(WHAT IS ASKED) Rewrite the stretch of the bike forum thread from "I was originally" through "(May 31, 2010)", substituting "paint job" for "scheme" wherever it occurs.

(SOURCE PASSAGE)

That's the color that I really wanted but my dealer only had the black carbon in stock. When the bike got built I fell in love with the black carbon look and it looks much better in person. The 2011 Roubaix Elite Apex was my first road bike and I was looking into buying the Secture comp but my dealer told me that he will give me a great price if I buy the Roubaix Elite Apex which was only $250 more over the Secture. Very smooth ride and very happy with my choice. I thought the same thing USCB2002. It's easier to upgrade the component then the frame.


----------



## ucsb2002 (Sep 15, 2010)

Ninja10 said:


> That's the color that I really wanted but my dealer only had the black carbon in stock. When the bike got built I fell in love with the black carbon look and it looks much better in person. The 2011 Roubaix Elite Apex was my first road bike and I was looking into buying the Secture comp but my dealer told me that he will give me a great price if I buy the Roubaix Elite Apex which was only $250 more over the Secture. Very smooth ride and very happy with my choice. I thought the same thing USCB2002. It's easier to upgrade the component then the frame.



I was originally going to go with the black carbon, but after seeing the white/carbon scheme, I was sold on the new scheme. However I think either are great colors options. If you don't mind me asking, what did you end up paying before tax?

I still looking for pedals, shoes and such. Look at those yet?

Also, any pictures of your new toy you're willing to post?


----------



## e34john (May 31, 2010)

Nice colors on that bike. Regarding sizing Specialized might just be weird, I haven't been on enough of their bikes to really make a decision on their geometry but I am a borderline 52/54. Usually go with a 54 on most bikes because there is a bigger selection but on the Specialized bikes I am a lot happier on a 52. 

Looked at any Ultegra pedals yet? Good pedal for the price especially if you can find the older model.


----------



## PJ352 (Dec 5, 2007)

e34john said:


> Nice colors on that bike. Regarding sizing Specialized might just be weird, I haven't been on enough of their bikes to really make a decision on their geometry but I am a borderline 52/54. *Usually go with a 54 on most bikes because there is a bigger selection but on the Specialized bikes I am a lot happier on a 52. *
> 
> Looked at any Ultegra pedals yet? Good pedal for the price especially if you can find the older model.


I'm not surprised. Generally speaking (for their respective sizes), Specialized bikes tend to have longer reach than most others. This is but one reason why cyclists can guess wrong on sizing when focusing _only_ on stated frame sizes. Better to work with a reputable LBS with an experienced fitter to determine sizing requirements.

(STORED ROWS)
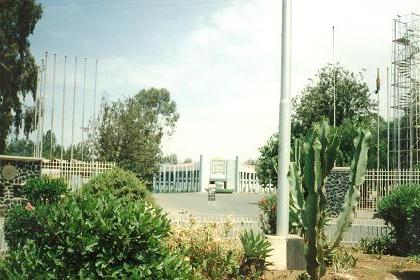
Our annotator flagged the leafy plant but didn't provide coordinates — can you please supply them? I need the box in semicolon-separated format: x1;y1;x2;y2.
359;234;396;255
82;167;153;202
0;191;192;279
296;272;311;280
239;230;272;279
289;121;370;279
168;218;243;279
378;185;420;256
332;248;357;273
258;194;277;234
4;205;43;251
22;177;69;205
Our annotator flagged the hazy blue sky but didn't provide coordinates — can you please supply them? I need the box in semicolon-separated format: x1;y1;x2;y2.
31;0;420;160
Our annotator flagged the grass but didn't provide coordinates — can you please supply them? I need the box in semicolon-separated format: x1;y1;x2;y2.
263;252;420;280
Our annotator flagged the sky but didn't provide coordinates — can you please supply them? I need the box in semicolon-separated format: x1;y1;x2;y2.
30;0;420;160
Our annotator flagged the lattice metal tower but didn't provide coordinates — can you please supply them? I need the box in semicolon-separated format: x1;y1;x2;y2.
390;14;420;169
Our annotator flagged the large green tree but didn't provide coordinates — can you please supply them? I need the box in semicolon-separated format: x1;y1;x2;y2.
0;0;42;154
90;88;179;182
293;65;376;130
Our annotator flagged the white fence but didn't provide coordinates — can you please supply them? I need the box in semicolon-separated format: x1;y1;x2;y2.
41;161;115;190
153;162;201;192
357;169;420;213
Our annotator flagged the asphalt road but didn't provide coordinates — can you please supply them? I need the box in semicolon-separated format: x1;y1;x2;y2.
153;193;264;218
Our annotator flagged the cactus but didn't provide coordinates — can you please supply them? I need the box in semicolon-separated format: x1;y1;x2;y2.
289;121;370;279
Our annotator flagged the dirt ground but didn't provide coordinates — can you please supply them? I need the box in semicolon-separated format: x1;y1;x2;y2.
263;253;420;280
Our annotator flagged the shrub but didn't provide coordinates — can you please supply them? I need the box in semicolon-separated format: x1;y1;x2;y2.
332;248;357;273
22;177;68;205
378;185;420;256
0;191;192;279
239;230;272;279
258;194;277;234
359;234;396;255
82;168;152;201
168;219;243;279
4;205;42;251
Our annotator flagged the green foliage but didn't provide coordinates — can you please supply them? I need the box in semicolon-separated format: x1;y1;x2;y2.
89;88;179;183
289;121;370;279
0;191;192;279
332;248;357;273
293;65;375;130
255;135;279;187
258;194;277;234
359;234;396;255
0;0;42;154
4;205;43;251
22;177;69;205
378;185;420;256
239;230;272;279
168;219;241;280
82;168;152;202
296;272;311;280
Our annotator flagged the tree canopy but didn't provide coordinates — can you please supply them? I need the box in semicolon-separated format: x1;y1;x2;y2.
90;88;179;182
0;0;42;153
293;65;376;130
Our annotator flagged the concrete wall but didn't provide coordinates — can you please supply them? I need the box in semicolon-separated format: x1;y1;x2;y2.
325;167;350;216
0;156;42;205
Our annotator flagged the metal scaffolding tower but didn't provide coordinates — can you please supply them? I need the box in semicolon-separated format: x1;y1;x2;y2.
390;14;420;169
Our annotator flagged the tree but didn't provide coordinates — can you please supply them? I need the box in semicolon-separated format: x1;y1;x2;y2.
0;0;42;153
89;88;179;182
293;65;376;130
160;154;178;164
184;158;192;163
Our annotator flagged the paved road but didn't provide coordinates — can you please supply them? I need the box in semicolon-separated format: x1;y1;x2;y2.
154;193;264;218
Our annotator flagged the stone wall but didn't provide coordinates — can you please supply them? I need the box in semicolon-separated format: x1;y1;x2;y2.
0;156;42;205
325;167;350;216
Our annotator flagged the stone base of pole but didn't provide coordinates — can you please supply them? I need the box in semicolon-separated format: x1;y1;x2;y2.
266;235;306;270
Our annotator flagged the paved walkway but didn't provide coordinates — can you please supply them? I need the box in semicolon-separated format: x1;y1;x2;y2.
153;193;264;219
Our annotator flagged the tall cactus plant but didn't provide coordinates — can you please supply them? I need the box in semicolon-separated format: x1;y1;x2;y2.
289;121;370;279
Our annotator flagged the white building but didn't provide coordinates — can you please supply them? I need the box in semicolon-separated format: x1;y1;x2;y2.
153;155;268;193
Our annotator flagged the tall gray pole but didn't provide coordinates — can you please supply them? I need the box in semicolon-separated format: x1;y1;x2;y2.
39;52;48;158
70;56;77;161
60;55;67;161
386;67;390;170
277;0;292;236
81;57;87;161
333;25;337;128
50;54;57;159
376;68;380;171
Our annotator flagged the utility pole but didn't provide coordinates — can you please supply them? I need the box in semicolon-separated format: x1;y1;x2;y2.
277;0;292;236
267;0;305;270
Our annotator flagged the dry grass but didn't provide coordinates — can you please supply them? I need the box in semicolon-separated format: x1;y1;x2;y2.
264;252;420;280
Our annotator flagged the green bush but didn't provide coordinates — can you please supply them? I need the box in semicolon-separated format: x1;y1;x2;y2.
0;191;192;279
4;205;42;251
258;194;277;234
22;177;68;205
82;168;152;201
168;218;243;280
378;185;420;256
359;234;396;255
332;248;357;273
239;230;273;279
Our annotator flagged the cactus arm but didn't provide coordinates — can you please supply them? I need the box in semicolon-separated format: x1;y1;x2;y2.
304;128;323;279
329;129;371;251
289;162;305;235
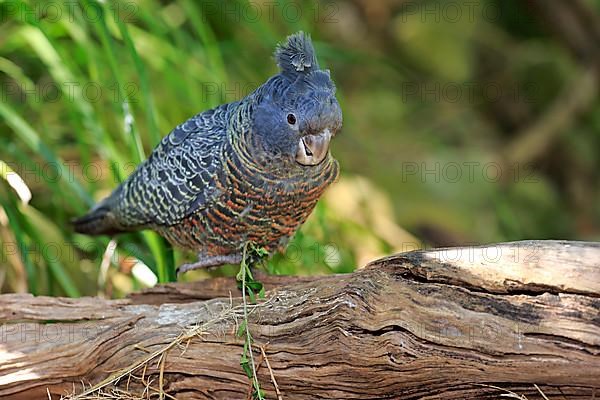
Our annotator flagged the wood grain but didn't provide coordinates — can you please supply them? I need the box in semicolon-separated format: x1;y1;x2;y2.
0;241;600;400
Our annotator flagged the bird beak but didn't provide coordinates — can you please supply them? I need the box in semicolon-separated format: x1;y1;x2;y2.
296;129;331;166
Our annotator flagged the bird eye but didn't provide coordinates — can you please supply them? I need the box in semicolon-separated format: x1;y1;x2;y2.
287;114;296;125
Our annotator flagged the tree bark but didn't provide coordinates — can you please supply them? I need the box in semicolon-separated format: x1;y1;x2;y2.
0;241;600;400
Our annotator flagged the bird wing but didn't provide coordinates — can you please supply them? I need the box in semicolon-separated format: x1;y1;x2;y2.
107;104;229;228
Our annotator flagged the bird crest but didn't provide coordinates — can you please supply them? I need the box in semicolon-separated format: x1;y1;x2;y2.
275;31;319;77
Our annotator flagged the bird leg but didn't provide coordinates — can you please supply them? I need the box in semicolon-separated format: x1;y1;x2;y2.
177;254;242;276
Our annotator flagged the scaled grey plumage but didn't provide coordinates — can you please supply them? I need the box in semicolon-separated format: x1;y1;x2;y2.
74;32;341;270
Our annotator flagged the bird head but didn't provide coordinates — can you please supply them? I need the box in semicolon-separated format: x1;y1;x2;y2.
253;32;342;167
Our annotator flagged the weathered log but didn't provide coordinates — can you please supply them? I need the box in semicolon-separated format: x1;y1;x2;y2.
0;241;600;400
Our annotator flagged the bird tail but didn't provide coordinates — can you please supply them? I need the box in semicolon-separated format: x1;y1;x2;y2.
71;203;123;235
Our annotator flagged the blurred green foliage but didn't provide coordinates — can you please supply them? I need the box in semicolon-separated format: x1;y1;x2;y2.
0;0;600;297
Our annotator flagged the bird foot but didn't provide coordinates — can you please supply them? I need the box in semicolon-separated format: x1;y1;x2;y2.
177;254;242;276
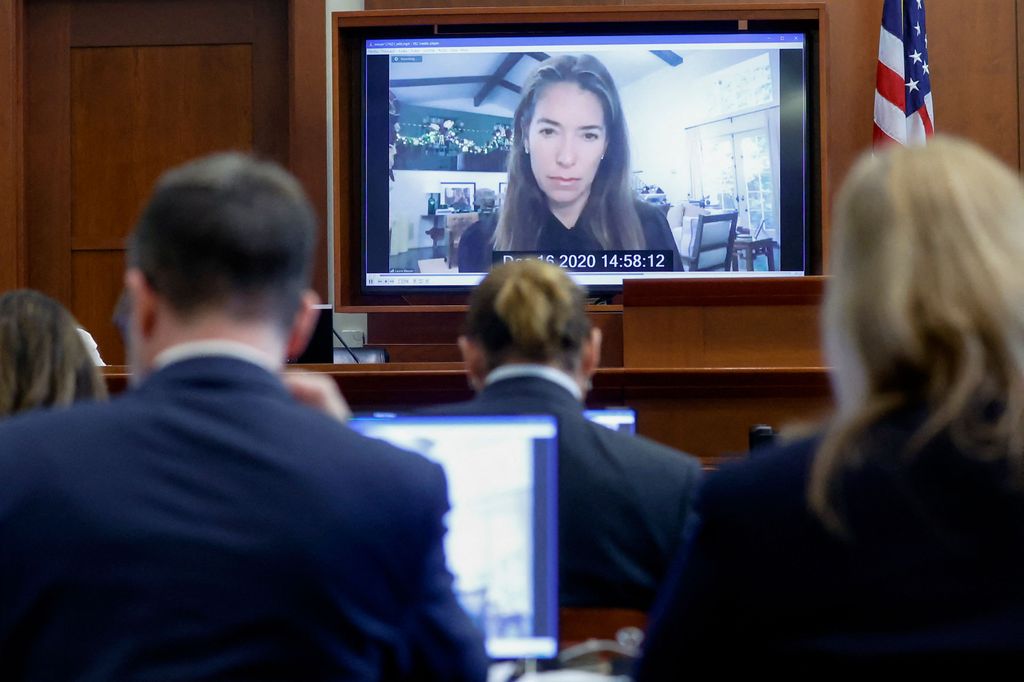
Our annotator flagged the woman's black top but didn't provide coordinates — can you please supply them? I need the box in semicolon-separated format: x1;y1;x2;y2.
537;202;682;260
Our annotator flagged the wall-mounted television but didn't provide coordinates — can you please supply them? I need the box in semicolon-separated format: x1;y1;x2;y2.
336;8;821;298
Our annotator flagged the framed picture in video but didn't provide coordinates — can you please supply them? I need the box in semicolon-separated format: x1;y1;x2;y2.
441;182;476;213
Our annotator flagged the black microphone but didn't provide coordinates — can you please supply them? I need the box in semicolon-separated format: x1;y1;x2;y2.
331;327;359;365
746;424;775;452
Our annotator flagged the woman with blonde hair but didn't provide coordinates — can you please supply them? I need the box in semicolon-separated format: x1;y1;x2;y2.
419;259;700;610
0;289;106;419
637;138;1024;680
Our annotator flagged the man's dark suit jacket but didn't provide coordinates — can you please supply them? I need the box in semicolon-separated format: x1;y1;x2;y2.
419;377;700;610
0;357;486;680
638;403;1024;681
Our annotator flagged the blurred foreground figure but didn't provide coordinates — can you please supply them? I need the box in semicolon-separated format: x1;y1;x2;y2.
0;155;485;680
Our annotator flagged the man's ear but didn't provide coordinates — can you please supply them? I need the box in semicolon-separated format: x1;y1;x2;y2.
580;327;601;384
285;289;319;359
125;267;159;338
459;336;487;391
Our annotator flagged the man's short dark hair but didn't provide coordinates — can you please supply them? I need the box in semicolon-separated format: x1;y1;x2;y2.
128;154;316;328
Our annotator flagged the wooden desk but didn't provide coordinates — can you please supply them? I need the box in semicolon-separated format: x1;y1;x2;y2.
103;363;831;458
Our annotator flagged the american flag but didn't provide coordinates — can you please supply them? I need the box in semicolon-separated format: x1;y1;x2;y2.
874;0;935;146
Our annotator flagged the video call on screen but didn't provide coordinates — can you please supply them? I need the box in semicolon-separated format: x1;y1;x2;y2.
362;33;809;291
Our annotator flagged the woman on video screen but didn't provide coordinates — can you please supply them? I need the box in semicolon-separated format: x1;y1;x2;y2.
495;54;682;269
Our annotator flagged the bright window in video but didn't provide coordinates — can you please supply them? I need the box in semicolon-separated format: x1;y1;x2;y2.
364;33;809;291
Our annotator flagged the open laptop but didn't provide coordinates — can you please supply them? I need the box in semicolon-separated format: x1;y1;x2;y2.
583;408;637;433
349;414;558;658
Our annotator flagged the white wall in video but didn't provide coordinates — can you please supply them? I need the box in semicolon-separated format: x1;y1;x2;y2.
382;37;803;274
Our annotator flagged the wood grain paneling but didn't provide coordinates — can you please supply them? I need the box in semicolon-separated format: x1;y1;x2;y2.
289;0;327;301
928;0;1020;167
71;45;253;249
623;276;824;368
71;0;254;47
71;251;125;365
0;2;26;292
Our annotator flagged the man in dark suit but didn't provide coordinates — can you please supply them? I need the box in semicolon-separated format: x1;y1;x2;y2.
419;260;700;610
0;155;485;680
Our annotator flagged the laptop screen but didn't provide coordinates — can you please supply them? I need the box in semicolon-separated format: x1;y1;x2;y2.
584;408;637;433
349;415;558;658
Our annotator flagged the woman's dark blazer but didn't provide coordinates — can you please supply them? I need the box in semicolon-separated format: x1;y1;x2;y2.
637;411;1024;681
419;377;700;610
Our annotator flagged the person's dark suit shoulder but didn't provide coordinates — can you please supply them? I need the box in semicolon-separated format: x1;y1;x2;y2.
413;377;701;610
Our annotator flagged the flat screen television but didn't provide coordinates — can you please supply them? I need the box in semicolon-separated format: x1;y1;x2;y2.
342;11;820;295
349;414;558;658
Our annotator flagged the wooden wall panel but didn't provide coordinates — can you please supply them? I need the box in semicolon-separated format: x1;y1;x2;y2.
20;0;292;363
71;251;125;365
356;0;1024;224
25;2;71;305
0;1;25;292
288;0;327;301
927;0;1021;167
71;45;253;249
71;0;254;47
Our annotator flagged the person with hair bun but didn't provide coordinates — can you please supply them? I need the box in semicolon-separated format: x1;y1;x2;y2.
636;137;1024;671
430;259;700;610
0;289;106;419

(TASK RESPONSE)
I was originally going to go with the black carbon, but after seeing the white/carbon paint job, I was sold on the new paint job. However I think either are great colors options. If you don't mind me asking, what did you end up paying before tax?

I still looking for pedals, shoes and such. Look at those yet?

Also, any pictures of your new toy you're willing to post?


----------



## e34john (May 31, 2010)